## STATED TASK
Arrange the entries below as a numbered list, leaving out blank lines, covering only the stretch from the line containing "Keep to two rules. Tag each instance of the stone" through the end of the entries.
━━━━━━━━
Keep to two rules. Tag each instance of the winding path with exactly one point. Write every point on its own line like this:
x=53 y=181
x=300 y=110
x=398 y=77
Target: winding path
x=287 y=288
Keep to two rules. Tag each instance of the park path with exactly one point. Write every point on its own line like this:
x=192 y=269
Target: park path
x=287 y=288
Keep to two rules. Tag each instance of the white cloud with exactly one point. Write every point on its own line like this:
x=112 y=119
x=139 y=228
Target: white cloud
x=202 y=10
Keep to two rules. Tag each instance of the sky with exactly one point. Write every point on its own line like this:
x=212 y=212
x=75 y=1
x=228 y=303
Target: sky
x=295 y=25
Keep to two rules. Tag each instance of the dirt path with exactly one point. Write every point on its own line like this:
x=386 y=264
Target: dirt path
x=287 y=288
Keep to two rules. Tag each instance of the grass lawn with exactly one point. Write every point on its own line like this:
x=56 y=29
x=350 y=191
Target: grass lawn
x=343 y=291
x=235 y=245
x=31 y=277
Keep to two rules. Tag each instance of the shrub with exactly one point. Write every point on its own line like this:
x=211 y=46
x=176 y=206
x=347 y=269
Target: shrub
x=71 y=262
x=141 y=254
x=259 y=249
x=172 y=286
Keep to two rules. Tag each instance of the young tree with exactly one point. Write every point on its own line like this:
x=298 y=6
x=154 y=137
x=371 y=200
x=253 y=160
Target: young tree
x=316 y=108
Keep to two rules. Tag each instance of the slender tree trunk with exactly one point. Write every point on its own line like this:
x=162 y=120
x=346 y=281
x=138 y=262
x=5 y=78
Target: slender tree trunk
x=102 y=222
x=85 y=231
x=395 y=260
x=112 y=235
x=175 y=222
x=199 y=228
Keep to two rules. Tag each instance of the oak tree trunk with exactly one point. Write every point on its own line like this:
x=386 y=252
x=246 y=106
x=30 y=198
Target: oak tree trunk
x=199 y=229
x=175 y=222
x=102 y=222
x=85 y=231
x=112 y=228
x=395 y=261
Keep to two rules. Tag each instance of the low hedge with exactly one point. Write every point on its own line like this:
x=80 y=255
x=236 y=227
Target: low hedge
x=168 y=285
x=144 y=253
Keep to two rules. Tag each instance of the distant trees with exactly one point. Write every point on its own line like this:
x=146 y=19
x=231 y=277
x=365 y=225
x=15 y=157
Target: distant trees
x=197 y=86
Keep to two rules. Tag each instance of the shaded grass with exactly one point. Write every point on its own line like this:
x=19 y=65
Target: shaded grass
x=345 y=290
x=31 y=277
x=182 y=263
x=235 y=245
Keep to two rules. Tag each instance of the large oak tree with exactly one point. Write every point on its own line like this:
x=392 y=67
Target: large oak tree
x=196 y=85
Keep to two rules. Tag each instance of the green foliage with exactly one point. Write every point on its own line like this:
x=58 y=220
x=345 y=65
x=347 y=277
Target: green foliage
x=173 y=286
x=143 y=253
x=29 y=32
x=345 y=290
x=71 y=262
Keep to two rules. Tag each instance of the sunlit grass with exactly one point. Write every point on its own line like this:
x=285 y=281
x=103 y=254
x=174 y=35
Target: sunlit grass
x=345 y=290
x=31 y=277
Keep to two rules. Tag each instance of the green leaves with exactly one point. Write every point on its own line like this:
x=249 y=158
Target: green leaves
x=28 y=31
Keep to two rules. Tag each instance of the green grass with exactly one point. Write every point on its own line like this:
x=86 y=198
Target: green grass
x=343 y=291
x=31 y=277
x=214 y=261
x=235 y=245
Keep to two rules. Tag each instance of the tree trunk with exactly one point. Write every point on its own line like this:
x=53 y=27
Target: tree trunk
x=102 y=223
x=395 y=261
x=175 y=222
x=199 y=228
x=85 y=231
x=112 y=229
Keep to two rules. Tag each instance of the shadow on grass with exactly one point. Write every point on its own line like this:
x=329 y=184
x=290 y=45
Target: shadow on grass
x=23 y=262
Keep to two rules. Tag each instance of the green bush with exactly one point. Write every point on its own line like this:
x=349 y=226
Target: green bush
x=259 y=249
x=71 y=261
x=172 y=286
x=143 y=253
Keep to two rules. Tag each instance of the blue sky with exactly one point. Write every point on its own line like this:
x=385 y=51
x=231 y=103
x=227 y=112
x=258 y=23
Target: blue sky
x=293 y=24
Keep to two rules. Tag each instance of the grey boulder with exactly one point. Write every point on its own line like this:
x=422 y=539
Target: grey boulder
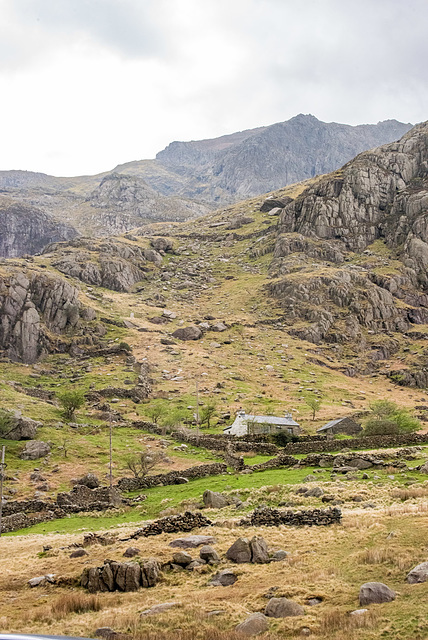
x=240 y=551
x=35 y=449
x=223 y=578
x=418 y=574
x=255 y=623
x=209 y=554
x=193 y=541
x=20 y=427
x=214 y=500
x=283 y=608
x=259 y=550
x=182 y=558
x=188 y=333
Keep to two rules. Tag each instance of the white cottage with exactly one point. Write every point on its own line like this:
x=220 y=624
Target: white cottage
x=247 y=424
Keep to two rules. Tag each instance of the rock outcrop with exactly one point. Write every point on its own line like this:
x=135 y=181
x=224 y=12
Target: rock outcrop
x=110 y=263
x=381 y=195
x=19 y=427
x=27 y=230
x=35 y=307
x=121 y=576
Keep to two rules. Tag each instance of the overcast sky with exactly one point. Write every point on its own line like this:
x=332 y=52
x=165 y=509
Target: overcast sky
x=88 y=84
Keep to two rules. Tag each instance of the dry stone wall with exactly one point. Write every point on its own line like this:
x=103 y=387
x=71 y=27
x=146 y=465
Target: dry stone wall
x=173 y=477
x=364 y=442
x=174 y=524
x=311 y=517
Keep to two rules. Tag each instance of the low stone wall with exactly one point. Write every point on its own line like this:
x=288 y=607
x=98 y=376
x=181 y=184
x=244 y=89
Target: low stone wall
x=173 y=477
x=232 y=460
x=27 y=506
x=274 y=463
x=214 y=442
x=22 y=520
x=136 y=394
x=311 y=517
x=82 y=498
x=364 y=442
x=174 y=524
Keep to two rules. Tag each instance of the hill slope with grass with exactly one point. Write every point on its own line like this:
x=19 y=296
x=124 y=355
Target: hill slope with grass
x=312 y=292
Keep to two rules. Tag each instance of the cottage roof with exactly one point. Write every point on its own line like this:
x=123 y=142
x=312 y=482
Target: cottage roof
x=240 y=425
x=333 y=423
x=285 y=421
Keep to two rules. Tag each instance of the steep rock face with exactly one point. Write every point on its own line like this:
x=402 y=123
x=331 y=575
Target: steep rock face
x=109 y=263
x=382 y=194
x=339 y=305
x=25 y=229
x=34 y=307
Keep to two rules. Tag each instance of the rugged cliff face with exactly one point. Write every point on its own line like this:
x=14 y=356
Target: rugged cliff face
x=186 y=180
x=25 y=229
x=38 y=310
x=264 y=159
x=128 y=201
x=382 y=193
x=111 y=263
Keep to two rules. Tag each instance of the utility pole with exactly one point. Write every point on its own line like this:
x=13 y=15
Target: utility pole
x=3 y=466
x=197 y=409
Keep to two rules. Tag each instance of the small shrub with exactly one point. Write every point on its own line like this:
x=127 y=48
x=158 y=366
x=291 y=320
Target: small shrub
x=6 y=422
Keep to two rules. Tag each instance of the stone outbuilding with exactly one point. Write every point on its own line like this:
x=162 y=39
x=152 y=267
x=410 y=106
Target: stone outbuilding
x=340 y=425
x=248 y=424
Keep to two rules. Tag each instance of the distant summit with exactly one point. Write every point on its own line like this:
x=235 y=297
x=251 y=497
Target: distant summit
x=184 y=181
x=260 y=160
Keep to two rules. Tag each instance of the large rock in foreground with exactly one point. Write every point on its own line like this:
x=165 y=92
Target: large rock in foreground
x=35 y=449
x=255 y=623
x=188 y=333
x=20 y=427
x=418 y=574
x=121 y=576
x=283 y=608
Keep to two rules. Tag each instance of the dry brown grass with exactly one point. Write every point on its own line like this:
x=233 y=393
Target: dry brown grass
x=386 y=555
x=329 y=562
x=66 y=604
x=337 y=621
━━━━━━━━
## EXPECTED ANSWER
1. Keep to two rules. Tag each instance of the stone outbuilding with exactly one point. Write every point on its own line like this:
2. x=162 y=39
3. x=152 y=267
4. x=410 y=106
5. Target: stone outbuilding
6. x=340 y=425
7. x=248 y=424
8. Keep to two rules. Tag each instance of the distant summit with exactly one point. Write every point on its own line like this:
9. x=235 y=297
10. x=251 y=497
11. Target: distant summit
12. x=184 y=181
13. x=260 y=160
14. Keep to two rules. Tag each instance of the large rock in foreground with exactly one point. Write every point on its own line like this:
15. x=165 y=92
16. Target: large rock in foreground
17. x=35 y=449
18. x=255 y=623
19. x=188 y=333
20. x=20 y=427
21. x=418 y=574
22. x=121 y=576
23. x=283 y=608
24. Keep to two rules. Tag each instance of the dry brown grass with exactly one point. Write every point on its own line like this:
25. x=233 y=393
26. Target: dry brown grass
27. x=386 y=555
28. x=329 y=562
29. x=66 y=604
30. x=337 y=621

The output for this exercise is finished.